» Task to complete:
Tally the rows below that contain the string "hull", treating uppercase and lowercase as different. Give only the number.
___ Input material
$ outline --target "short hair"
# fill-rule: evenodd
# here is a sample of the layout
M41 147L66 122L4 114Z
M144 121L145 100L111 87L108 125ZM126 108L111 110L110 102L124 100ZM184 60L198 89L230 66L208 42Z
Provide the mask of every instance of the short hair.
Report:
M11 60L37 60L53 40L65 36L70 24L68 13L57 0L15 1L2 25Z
______
___ Input material
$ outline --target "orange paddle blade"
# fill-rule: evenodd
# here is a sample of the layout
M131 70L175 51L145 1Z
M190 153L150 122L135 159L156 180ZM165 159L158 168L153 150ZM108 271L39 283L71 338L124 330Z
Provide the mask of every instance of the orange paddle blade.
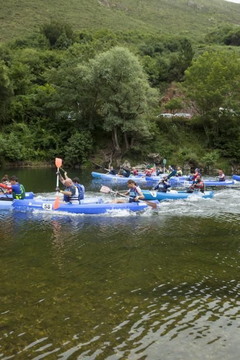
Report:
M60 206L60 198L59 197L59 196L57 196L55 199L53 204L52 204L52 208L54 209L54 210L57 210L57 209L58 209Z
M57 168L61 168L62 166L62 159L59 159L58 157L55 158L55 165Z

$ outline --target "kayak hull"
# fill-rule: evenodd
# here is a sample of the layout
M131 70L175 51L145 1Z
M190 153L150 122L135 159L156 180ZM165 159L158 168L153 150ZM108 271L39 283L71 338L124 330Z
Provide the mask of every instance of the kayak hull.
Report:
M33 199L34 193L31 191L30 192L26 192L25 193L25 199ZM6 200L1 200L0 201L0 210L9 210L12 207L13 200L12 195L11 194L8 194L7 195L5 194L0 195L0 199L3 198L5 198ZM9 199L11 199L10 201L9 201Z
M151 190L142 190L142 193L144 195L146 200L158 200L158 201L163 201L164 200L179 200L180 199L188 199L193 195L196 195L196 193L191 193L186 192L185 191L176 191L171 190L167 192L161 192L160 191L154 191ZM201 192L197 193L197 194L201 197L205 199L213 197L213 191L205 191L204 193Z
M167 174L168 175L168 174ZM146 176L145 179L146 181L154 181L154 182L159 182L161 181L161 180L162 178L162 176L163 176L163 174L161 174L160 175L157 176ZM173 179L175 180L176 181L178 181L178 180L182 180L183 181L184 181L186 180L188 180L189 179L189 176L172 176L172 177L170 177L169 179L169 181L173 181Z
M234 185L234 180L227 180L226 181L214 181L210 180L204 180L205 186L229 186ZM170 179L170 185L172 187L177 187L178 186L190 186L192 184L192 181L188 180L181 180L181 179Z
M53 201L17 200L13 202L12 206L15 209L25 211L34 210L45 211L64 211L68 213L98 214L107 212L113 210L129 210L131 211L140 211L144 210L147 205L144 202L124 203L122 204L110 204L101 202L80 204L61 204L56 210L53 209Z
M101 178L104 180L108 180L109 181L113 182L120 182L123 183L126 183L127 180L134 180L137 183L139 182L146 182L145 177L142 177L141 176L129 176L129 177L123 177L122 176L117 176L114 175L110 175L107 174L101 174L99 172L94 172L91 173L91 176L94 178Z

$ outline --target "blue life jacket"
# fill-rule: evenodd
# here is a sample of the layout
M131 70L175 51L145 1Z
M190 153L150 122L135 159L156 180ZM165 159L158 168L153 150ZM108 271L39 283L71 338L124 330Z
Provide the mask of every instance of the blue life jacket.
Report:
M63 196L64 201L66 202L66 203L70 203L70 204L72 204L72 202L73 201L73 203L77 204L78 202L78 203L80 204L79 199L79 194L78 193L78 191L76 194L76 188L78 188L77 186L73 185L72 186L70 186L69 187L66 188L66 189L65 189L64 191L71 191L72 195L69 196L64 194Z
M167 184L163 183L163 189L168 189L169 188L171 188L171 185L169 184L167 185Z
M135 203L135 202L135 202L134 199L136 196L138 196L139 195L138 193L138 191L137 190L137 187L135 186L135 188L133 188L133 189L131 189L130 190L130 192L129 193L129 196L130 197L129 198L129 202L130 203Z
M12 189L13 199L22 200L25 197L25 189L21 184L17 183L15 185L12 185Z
______
» Answer to the exercise:
2